*** Opening INPUT RECORDS ***

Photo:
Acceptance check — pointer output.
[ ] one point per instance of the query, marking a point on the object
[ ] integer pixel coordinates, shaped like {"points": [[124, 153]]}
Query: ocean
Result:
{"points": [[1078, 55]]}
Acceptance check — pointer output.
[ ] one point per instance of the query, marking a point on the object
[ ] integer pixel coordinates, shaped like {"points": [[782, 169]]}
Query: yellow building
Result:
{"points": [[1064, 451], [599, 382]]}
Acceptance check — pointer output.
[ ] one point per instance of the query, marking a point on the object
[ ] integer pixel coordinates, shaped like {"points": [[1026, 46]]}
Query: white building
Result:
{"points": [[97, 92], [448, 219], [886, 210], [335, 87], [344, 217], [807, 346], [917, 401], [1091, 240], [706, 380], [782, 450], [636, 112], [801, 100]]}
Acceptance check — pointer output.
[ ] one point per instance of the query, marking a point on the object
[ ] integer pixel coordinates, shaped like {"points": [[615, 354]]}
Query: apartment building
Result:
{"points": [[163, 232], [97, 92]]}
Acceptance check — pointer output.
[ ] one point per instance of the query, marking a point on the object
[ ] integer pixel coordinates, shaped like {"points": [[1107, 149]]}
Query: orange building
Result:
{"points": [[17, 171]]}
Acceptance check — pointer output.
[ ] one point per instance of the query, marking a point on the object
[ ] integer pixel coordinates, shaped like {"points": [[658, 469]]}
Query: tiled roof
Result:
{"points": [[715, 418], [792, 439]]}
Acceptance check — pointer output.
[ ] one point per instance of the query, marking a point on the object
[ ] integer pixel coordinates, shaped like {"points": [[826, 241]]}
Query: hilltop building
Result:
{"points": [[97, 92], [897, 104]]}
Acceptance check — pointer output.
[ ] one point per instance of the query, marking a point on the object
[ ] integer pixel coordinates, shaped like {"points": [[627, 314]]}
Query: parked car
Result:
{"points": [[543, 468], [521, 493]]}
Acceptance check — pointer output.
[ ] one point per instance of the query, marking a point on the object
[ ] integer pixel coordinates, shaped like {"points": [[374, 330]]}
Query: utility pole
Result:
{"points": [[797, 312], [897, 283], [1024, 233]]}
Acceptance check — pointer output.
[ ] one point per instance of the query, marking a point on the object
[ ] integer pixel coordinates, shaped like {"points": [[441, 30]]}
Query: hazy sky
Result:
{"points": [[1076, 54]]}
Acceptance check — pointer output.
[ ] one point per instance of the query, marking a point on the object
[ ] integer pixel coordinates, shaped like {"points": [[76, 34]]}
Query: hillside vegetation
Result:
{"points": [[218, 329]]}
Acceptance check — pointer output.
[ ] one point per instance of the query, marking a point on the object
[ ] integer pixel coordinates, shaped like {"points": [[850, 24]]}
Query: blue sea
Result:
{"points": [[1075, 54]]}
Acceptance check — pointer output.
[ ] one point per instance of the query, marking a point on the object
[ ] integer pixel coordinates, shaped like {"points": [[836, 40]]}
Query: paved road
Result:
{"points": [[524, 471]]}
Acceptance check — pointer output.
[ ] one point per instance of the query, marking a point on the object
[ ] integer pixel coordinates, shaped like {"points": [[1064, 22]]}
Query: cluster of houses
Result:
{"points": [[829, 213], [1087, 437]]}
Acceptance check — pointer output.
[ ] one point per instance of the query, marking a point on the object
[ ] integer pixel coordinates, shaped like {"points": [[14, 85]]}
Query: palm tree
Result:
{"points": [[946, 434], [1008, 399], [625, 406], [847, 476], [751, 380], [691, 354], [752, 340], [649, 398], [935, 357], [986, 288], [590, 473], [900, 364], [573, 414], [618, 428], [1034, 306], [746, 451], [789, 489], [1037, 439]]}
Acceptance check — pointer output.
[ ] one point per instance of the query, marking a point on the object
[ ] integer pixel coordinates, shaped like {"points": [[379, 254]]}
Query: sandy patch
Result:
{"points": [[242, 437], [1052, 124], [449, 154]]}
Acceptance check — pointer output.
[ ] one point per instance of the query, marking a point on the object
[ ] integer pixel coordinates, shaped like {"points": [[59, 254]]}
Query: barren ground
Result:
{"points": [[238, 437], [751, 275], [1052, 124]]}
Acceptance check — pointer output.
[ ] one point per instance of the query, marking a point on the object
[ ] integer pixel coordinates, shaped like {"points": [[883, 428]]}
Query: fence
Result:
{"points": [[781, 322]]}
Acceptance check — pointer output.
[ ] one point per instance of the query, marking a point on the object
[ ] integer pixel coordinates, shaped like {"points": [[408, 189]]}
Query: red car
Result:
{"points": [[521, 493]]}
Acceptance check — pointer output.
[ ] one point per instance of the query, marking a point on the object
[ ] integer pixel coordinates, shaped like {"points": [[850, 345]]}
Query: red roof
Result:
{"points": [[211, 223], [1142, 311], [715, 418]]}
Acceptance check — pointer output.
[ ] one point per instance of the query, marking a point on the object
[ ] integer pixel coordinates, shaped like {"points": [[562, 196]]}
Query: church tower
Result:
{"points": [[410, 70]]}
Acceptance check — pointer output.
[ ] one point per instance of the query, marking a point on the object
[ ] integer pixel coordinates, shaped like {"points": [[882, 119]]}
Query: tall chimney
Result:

*** Closing INPUT RECORDS ***

WHAT YOU WILL DO: All the records, from the first line to the last: repeat them exactly.

RESPONSE:
Photo:
Acceptance check — pointer output.
[ ] one point per instance of the query, marking a point on the object
[ ] integer pixel coordinates, shaped like {"points": [[124, 153]]}
Query: ocean
Result:
{"points": [[1078, 55]]}
Acceptance check — pointer output.
[ ] one point per instance of the query, marking a point on the object
[ ] integer pixel coordinates, shaped like {"points": [[782, 169]]}
Query: yellow building
Result:
{"points": [[1064, 451], [599, 382]]}
Acceptance check — pointer output.
[ ] one point per instance of the query, marking a point on the object
[ ] integer pixel coordinates, shaped like {"points": [[1026, 46]]}
Query: white building
Result:
{"points": [[97, 92], [448, 219], [886, 210], [335, 87], [344, 217], [807, 346], [917, 401], [1091, 240], [706, 380], [782, 450], [636, 112], [801, 100]]}
Acceptance check — pointer output.
[ ] one point per instance of the query, marking a point on the object
[ ] integer pixel coordinates, shaped like {"points": [[615, 354]]}
Query: apartment building
Result:
{"points": [[163, 232], [97, 92]]}
Acceptance check — pointer output.
[ ] one point per instance of the query, marking a point on the object
[ ] integer pixel coordinates, shaped like {"points": [[1107, 149]]}
Query: orange building
Result:
{"points": [[17, 171]]}
Acceptance check — pointer output.
[ ] one point per instance of the query, marking a point on the object
[ ] integer pixel coordinates, shaped like {"points": [[658, 469]]}
Query: tiled roof
Result:
{"points": [[715, 418], [792, 439]]}
Acceptance check — pointer output.
[ ] one point per instance of the query, marking a point on the object
[ ] integer pixel coordinates, shaped like {"points": [[826, 241]]}
Query: hilltop building
Result:
{"points": [[97, 92], [897, 104]]}
Acceptance check — pointer output.
[ ] one point per instance of the query, marking a point on the object
[ ] integer pixel coordinates, shaped like {"points": [[627, 314]]}
Query: parked car
Result:
{"points": [[543, 468], [521, 493]]}
Acceptance check — pointer output.
[ ] one point per instance of the query, marking a point on the object
[ ] integer pixel coordinates, shaped like {"points": [[374, 330]]}
Query: utility pole
Result:
{"points": [[797, 312], [897, 283], [1024, 233]]}
Acceptance check — pointer output.
[ ] one point per instance of the query, marking a point on the object
[ ] integer pixel coordinates, shaped like {"points": [[441, 30]]}
Query: hazy sky
Result:
{"points": [[1076, 54]]}
Acceptance check — pointer output.
[ ] one point per instance of the query, marking a point on the object
[ ] integer pixel coordinates, shaped like {"points": [[76, 34]]}
Query: hillside vegetation
Result:
{"points": [[218, 329]]}
Acceptance check — pointer output.
[ ] one point per instance of the query, marking a point on the object
[ ] integer pixel coordinates, shaped like {"points": [[850, 24]]}
Query: blue sea
Result:
{"points": [[1075, 54]]}
Acceptance check — pointer output.
[ ] one point per instance of the query, marking a point on the object
[ ] integer pixel coordinates, shaped like {"points": [[836, 40]]}
Query: paved road
Result:
{"points": [[524, 471]]}
Acceptance check — pointer output.
[ ] one point per instance of the query, marking a point on the object
[ ] integer pixel coordinates, shaped like {"points": [[1064, 22]]}
Query: cluster of houses
Result:
{"points": [[829, 213], [1087, 437]]}
Acceptance check — pointer output.
[ ] one point per instance of the query, marking a point on the object
[ ] integer pixel coordinates, shaped like {"points": [[14, 85]]}
Query: palm tree
Result:
{"points": [[946, 434], [1008, 399], [625, 406], [847, 476], [751, 380], [691, 354], [752, 340], [649, 398], [935, 357], [986, 288], [590, 473], [900, 364], [573, 414], [618, 428], [1034, 306], [746, 451], [789, 489], [1037, 439]]}
Acceptance check — pointer output.
[ ] one point per instance of the query, marking a point on the object
[ ] integer pixel coordinates, shaped like {"points": [[379, 254]]}
Query: sandy patch
Result:
{"points": [[242, 437], [1052, 124], [449, 154]]}
Acceptance check — pointer output.
[ ] one point per instance of the query, marking a point on the object
[ ] integer pixel coordinates, shaped like {"points": [[59, 254]]}
Query: barren ground
Result:
{"points": [[238, 437], [751, 275], [1052, 124]]}
Acceptance check — pointer output.
[ ] one point per instance of the query, marking a point on the object
[ ] integer pixel coordinates, shaped like {"points": [[883, 428]]}
Query: fence
Result:
{"points": [[781, 322]]}
Acceptance check — pointer output.
[ ] one point per instance of the query, marking a point on the object
[ ] integer pixel coordinates, shaped like {"points": [[408, 189]]}
Query: red car
Result:
{"points": [[521, 493]]}
Acceptance check — pointer output.
[ ] one point per instance of the query, marking a point on the object
[ ] integer pixel coordinates, shaped like {"points": [[850, 345]]}
Query: red roof
Result:
{"points": [[211, 223], [1142, 311], [715, 418]]}
Acceptance check — pointer output.
[ ] one point per instance of the query, marking a point on the object
[ ] integer pixel coordinates, shaped like {"points": [[562, 196]]}
Query: church tower
Result:
{"points": [[410, 70]]}
Acceptance check — pointer output.
[ ] one point per instance of the query, marking a point on the object
[ ] integer pixel coordinates, shaped like {"points": [[882, 119]]}
Query: tall chimney
Result:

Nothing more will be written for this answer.